*CHALLENGE:* Give each line of the listing below as one string in a JSON list, leaving out blank lines.

########################################

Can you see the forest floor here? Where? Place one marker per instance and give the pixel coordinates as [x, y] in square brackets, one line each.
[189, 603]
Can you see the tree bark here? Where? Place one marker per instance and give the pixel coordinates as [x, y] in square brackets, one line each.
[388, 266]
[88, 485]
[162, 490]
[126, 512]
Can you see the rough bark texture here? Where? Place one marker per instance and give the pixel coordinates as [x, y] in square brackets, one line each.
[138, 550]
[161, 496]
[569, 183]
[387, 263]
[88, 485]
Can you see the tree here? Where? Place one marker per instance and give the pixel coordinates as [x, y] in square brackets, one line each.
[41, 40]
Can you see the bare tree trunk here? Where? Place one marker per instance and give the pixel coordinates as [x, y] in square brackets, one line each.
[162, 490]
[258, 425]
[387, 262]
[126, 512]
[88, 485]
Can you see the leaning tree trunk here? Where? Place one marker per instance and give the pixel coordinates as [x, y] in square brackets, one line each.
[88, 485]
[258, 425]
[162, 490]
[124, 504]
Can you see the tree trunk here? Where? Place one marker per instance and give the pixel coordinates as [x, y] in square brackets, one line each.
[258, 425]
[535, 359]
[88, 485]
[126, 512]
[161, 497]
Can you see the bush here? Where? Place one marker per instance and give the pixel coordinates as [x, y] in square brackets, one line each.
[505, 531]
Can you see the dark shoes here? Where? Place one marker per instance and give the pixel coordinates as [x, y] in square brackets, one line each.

########################################

*COMPLETE ANSWER:*
[
  "Can you see the forest floor here? Where? Place one marker per instance and give the pixel coordinates as [x, y] in square brackets, one line each.",
  "[189, 603]",
  "Can you see the tree bark here? Where? Place one marker per instance and give the pixel coordinates as [x, y] in square brackets, one line each.",
  "[388, 266]",
  "[88, 485]",
  "[162, 490]",
  "[126, 512]",
  "Can you see the rough bark texture here? Where? Place one marker per instance and give the pixel coordinates as [x, y] in square brackets, one line each.",
  "[138, 550]",
  "[161, 496]",
  "[569, 183]",
  "[387, 263]",
  "[88, 485]",
  "Can you see the tree here? Where? Place one marker per instance and give the pixel coordinates as [x, y] in square brackets, one line each.",
  "[41, 40]",
  "Can you see the bare tree trunk here? Where? Place one marker per instance and give the pixel coordinates as [x, y] in square brackets, one line each.",
  "[162, 490]",
  "[258, 425]",
  "[387, 262]",
  "[126, 512]",
  "[88, 485]",
  "Can you see the leaning tree trunk here? Where? Place one marker per instance and give the pixel coordinates as [x, y] in square brackets, one line each.",
  "[88, 485]",
  "[258, 425]",
  "[162, 490]",
  "[124, 504]",
  "Can you see the tree trunk here? Where? Place one marker per instance and give the pixel coordinates as [x, y] in square brackets, one line each.",
  "[258, 425]",
  "[535, 359]",
  "[88, 485]",
  "[126, 512]",
  "[161, 497]",
  "Can you see the bush here? Where? Place one marker per instance and give the pixel coordinates as [x, y] in square brackets, one line each.",
  "[505, 531]",
  "Can you see the dark shoes here? Where? Place one marker per instance and give the pixel coordinates as [x, y] in square brackets, one line each."
]